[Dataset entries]
※
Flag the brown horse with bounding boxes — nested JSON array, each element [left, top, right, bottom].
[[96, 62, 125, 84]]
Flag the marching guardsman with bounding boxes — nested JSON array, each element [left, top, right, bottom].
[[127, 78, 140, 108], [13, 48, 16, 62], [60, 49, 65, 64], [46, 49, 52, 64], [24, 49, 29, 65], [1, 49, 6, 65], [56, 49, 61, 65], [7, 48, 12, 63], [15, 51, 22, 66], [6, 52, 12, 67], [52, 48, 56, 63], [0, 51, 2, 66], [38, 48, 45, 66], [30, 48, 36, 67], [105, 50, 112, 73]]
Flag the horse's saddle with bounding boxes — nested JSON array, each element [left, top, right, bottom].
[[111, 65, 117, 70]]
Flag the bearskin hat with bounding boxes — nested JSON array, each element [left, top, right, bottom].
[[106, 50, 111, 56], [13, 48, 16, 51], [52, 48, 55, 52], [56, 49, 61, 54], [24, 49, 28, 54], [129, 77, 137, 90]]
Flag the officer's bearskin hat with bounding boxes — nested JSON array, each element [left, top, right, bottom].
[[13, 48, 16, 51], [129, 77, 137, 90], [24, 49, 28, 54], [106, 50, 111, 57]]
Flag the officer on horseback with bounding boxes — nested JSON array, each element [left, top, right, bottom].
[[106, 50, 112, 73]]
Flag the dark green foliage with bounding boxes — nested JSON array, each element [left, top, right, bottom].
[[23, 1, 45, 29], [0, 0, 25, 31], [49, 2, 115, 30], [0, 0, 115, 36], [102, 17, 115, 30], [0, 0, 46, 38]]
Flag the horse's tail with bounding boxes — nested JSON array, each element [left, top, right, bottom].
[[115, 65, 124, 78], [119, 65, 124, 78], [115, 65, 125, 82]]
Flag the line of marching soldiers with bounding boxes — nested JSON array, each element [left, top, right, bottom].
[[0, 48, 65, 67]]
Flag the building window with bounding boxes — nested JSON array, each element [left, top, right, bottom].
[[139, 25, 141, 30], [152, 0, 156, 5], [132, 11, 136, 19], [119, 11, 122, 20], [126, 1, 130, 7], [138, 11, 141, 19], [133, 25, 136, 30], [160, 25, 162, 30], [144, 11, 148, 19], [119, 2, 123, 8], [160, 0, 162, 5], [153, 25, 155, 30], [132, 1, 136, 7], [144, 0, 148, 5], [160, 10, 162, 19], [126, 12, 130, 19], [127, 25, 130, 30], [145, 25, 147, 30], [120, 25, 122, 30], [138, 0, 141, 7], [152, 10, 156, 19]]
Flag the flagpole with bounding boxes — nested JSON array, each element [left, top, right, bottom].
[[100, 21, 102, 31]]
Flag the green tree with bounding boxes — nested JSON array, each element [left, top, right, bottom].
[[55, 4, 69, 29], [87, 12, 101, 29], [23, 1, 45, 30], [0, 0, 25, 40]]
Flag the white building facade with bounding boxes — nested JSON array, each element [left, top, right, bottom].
※
Please copy the line holding "Flag the green" and all lines after it to the end of the records, exactly, and nothing else.

### [Output of the exercise]
Flag the green tree with bounding boxes — nested JSON array, each element [left, top, right, bottom].
[[55, 4, 69, 29], [87, 12, 101, 29], [23, 1, 45, 30], [0, 0, 25, 40]]
Flag the white building facade with bounding boxes — nested JSON array, each element [left, top, right, bottom].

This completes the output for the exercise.